# Série de consignes
(A) Transcrivez fidèlement le texte sur les faux profils Facebook, de « Un réseau émerge » à « un peu aguichante. ».
(B) D'après le texte sur les faux profils Facebook, combien d'abonnés le compte de Béatrice est-il parvenu à recueillir ?

# Passage à étudier
******

Ainsi débutait l’enquête la plus étrange de ma carrière, qui m’a plongé dans le monde kaléidoscopique des faux profils Facebook, où rien n’est vrai.

J’ai découvert le profil de Béatrice en février 2016. Elle partageait régulièrement des photos de personnes amputées ou chauves, en invitant les gens à écrire « amen » dans les commentaires. Pourquoi? Parce qu’on pouvait y lire « personne ne m’aime, parce que j’ai le cancer » ou « mon copain m’a laissée, parce que je n’ai plus de jambes ».

Ces publications accumulaient des milliers de partages, de commentaires et de « j’aime ». Sans surprise, le compte de Béatrice est parvenu à recueillir quelque 671 000 abonnés. C’est plus que les pages Facebook de médias canadiens majeurs, tels Radio-Canada Information, La Presse et le Journal de Montréal.

Dans cette capture d'écran de Facebook, il y a une femme allongée sur un lit d'hôpital. Elle est entourée de machines médicales. Elle fait signe de la main.
« Ma sœur a fini sa chimiothérapie, elle a enfin vaincu le cancer! Ne quitte pas Facebook sans avoir écrit “Amen” et cliqué sur J'aime! (Je n'ai pas d'amis. Tu peux m'ajouter, j'accepte tout le monde.) »
- Béatrice Boistard

Ce profil volait des photos. Les personnes dans les images n’avaient pas toujours le cancer ou vivaient très bien avec leur handicap. Il m’a été facile de le prouver.

À l’époque, j’ai conclu qu’il s’agissait d’une campagne de production intensive de « j’aime » (like-farming), soit une stratégie où l’on crée une page Facebook, on dope ses statistiques en partageant du contenu viral pour accumuler des abonnés, puis on vend la page sur le marché noir ou on l’utilise pour faire de la publicité.

Curieux, j’ai décidé de surveiller la page de Béatrice pour voir ce qu'il allait en advenir. Il s’agissait d’une bonne histoire potentielle. Imaginez si ce profil devait se transformer subitement en page de boisson énergisante, par exemple.

Puis, un jour, Béatrice a cessé de partager des photos de personnes handicapées et s’est mise à partager des images de filles sexualisées. Des clichés de filles très jeunes.

Un réseau émerge

Toutes les photos comportaient un message de cette nature : « Elle cherche un copain. Écris un commentaire et elle t’enverra un message en privé. Ne sois pas timide, ajoute-la! » Béatrice identifiait quatre ou cinq « amies » dans chaque publication.

Un égoportrait d'une jeune femme blonde. Elle est en tenue sportive un peu aguichante.
« J'enverrai une vidéo surprise à toutes les personnes qui cliqueront sur J'aime et qui commenteront par "Oui" ou "Non"... »
- Béatrice Boistard

Tout aussi faux, les comptes de ses « amies » mettaient en vedette des photos de jolies filles volées sur d’autres réseaux sociaux. L’utilisateur de chacun de ces faux profils partageait à son tour des images sexy et identifiait d’autres « amies ».

******

# Lignes fournies
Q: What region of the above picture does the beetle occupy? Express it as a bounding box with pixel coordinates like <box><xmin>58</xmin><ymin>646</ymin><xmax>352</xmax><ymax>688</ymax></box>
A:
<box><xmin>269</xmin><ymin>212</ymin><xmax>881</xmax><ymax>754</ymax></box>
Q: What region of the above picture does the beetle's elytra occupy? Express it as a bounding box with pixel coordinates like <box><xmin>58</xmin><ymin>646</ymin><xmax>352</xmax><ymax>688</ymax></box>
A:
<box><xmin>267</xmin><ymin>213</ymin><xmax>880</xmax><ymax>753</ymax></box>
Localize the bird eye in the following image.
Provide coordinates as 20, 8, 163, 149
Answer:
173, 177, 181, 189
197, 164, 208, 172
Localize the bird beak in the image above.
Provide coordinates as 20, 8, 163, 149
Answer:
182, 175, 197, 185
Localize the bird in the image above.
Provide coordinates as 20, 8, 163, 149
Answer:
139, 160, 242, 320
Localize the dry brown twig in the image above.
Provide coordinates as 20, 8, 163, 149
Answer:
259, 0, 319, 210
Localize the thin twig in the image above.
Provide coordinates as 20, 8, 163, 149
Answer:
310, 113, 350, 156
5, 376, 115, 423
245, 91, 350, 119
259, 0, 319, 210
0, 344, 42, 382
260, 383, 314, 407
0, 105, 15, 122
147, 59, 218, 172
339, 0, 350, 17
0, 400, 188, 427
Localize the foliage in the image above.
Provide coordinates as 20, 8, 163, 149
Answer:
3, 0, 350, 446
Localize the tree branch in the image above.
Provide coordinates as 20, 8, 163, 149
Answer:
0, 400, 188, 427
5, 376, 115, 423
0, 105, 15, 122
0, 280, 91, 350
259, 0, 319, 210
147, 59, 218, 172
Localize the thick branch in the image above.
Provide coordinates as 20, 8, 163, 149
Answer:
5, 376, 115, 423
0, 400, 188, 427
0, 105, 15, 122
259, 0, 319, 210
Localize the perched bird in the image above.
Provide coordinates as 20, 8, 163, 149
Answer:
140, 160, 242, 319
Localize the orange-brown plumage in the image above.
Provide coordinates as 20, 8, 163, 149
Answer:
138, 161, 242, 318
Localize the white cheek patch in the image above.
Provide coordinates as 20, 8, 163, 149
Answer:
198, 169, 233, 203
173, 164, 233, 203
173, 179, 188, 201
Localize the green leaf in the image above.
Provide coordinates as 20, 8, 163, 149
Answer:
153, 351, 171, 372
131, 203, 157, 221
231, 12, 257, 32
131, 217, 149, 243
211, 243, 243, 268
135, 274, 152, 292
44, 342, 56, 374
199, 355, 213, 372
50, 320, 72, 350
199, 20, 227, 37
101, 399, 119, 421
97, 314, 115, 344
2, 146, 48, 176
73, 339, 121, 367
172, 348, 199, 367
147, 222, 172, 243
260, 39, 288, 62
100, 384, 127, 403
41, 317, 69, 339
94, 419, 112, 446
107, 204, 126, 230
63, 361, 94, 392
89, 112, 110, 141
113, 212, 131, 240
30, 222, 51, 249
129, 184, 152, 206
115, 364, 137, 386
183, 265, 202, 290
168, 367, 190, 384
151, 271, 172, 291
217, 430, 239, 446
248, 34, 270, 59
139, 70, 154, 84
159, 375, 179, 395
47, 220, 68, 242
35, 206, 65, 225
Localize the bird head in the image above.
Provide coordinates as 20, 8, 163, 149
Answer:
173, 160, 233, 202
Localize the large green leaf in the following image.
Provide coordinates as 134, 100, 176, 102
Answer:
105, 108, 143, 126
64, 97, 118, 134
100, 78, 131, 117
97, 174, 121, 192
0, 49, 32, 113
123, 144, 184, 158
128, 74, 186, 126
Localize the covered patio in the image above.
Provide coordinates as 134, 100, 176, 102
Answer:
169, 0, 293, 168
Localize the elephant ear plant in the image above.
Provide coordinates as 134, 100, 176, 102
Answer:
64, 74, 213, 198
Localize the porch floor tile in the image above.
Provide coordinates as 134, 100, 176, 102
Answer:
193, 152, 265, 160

******

# Corrigé par consigne
(A)
Un réseau émerge

Toutes les photos comportaient un message de cette nature : « Elle cherche un copain. Écris un commentaire et elle t’enverra un message en privé. Ne sois pas timide, ajoute-la! » Béatrice identifiait quatre ou cinq « amies » dans chaque publication.

Un égoportrait d'une jeune femme blonde. Elle est en tenue sportive un peu aguichante.

(B) Quelque 671 000 abonnés.